F=ma, high speed internet, quaternions, particle, general relativity, descriptive statistics, fermions, ordinary matter

AAAk! It's so hard! I hate to reject things!

But, here are my votes:

(1) 2nd law of motion. Applies to all forces!

(2) Dark Matter. Ordinary matter is just that froth that collects at the deepest potential well made by dark matter.

(3) Descriptive Statistics all the way, baby. Only to be pounded in the next round!

(4) Particle. I'm a photon kind of guy.

(5) Quarternions. You know, a month ago I would have voted the other way.

(6) BOTH! BOTH! BOTH! Waaaah. This really tears at me. Sniff. OK! Fine! Special Relativity! Make me make the Devil's choice!

(7) Fermions. Bosons will have no chance competing in a game that seeks to exclude competitors from their stat!

(8) High Speed Internet! Less important to physics, more important to absolutely everything else.

Universal gravitation (nothing like a center who makes all shots go through the hoop), high speed internet, quaternions (gimbal lock dooming the Euler Angles), wave (have you ever seen anyone do the particle at a sports event?), general relativity, descriptive statistics (though IS is sure they would have won 90% of the time), bosons (their spin moves are much better), and ordinary matter (dark matter actually scored more points, but the referees didn't see them).

By Charles Odell (not verified) on 14 Mar 2007 #permalink

16) Newton's Second Law of Motion

(99.99% of real world physics and engineering boils down to this)

◆ COLLECTED MATERIAL:

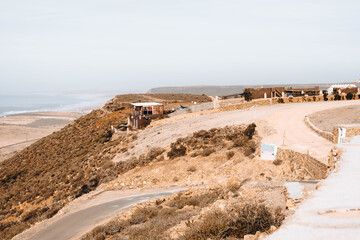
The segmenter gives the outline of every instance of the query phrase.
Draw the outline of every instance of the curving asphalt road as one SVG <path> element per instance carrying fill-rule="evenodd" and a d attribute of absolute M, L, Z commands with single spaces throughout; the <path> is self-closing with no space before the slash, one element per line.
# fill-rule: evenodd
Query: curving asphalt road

◆ SET OF TASKS:
1. Copy the passage of the physics voting comments between "(2) Dark Matter." and "from their stat!", inclusive, word for word.
2. Pick up the physics voting comments from where they stop and keep writing.

◆ IN RESPONSE:
1.
(2) Dark Matter. Ordinary matter is just that froth that collects at the deepest potential well made by dark matter.

(3) Descriptive Statistics all the way, baby. Only to be pounded in the next round!

(4) Particle. I'm a photon kind of guy.

(5) Quarternions. You know, a month ago I would have voted the other way.

(6) BOTH! BOTH! BOTH! Waaaah. This really tears at me. Sniff. OK! Fine! Special Relativity! Make me make the Devil's choice!

(7) Fermions. Bosons will have no chance competing in a game that seeks to exclude competitors from their stat!

2.
9) High Speed Internet

(Because I feel that something like high speed internet is here to stay, but that something will eventually supercede our current particle zoo models)

12) Euler Angles

(Because they have more real world uses than quaternions, and because I don't know anything you can do with quaternions that's not better done with plain old matrices.)

13) Wave

(I just finished a QFT class. I don't even think of electrons as particles anymore. As far as I'm concerned, if it can interfere with itself, diffract, etc, it's a wave -- even if its energy is quantized.)

6) General Relativity

(Duh. It's more general.)

14) Inferential Statistics

(Does this mean using statistics to predict the results of experiments? 'Cause if that didn't work, there'd be no such thing as quantum mechanics or stat mech.)

7) Bosons

(Because I still think BECs are cool, and because I that QFT class I mentioned has made me hate the Dirac equation.)

15) Ordinary Matter

(Because the whole idea of dark matter leaves me confused and uncomfortable.)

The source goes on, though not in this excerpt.